**Directive**
Please rename "garden shrub" to "ornamental bush" everywhere in the entries below and reproduce them with nothing else changed.

[Stored records]
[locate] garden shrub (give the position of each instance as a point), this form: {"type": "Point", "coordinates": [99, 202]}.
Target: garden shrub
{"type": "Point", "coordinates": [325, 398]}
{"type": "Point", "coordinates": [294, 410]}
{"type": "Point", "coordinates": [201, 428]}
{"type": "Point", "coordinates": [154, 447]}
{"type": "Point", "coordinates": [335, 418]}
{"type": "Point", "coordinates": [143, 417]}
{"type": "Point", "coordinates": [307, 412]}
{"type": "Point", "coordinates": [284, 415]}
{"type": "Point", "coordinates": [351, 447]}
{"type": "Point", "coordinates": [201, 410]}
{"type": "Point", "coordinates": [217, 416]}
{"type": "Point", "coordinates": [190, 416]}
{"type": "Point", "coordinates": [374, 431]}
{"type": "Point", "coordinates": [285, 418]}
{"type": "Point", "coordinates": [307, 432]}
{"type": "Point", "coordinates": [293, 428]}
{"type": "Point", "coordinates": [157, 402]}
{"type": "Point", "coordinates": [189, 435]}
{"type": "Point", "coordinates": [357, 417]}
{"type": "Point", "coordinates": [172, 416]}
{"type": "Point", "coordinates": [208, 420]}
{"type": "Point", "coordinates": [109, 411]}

**Written response**
[locate] ornamental bush (give the position of each instance as a point), this form: {"type": "Point", "coordinates": [99, 202]}.
Target: ornamental bush
{"type": "Point", "coordinates": [325, 398]}
{"type": "Point", "coordinates": [294, 410]}
{"type": "Point", "coordinates": [201, 428]}
{"type": "Point", "coordinates": [154, 447]}
{"type": "Point", "coordinates": [335, 418]}
{"type": "Point", "coordinates": [143, 417]}
{"type": "Point", "coordinates": [307, 412]}
{"type": "Point", "coordinates": [284, 415]}
{"type": "Point", "coordinates": [351, 447]}
{"type": "Point", "coordinates": [201, 410]}
{"type": "Point", "coordinates": [217, 416]}
{"type": "Point", "coordinates": [190, 416]}
{"type": "Point", "coordinates": [374, 431]}
{"type": "Point", "coordinates": [285, 418]}
{"type": "Point", "coordinates": [307, 432]}
{"type": "Point", "coordinates": [293, 428]}
{"type": "Point", "coordinates": [157, 402]}
{"type": "Point", "coordinates": [189, 435]}
{"type": "Point", "coordinates": [357, 417]}
{"type": "Point", "coordinates": [172, 416]}
{"type": "Point", "coordinates": [208, 420]}
{"type": "Point", "coordinates": [109, 411]}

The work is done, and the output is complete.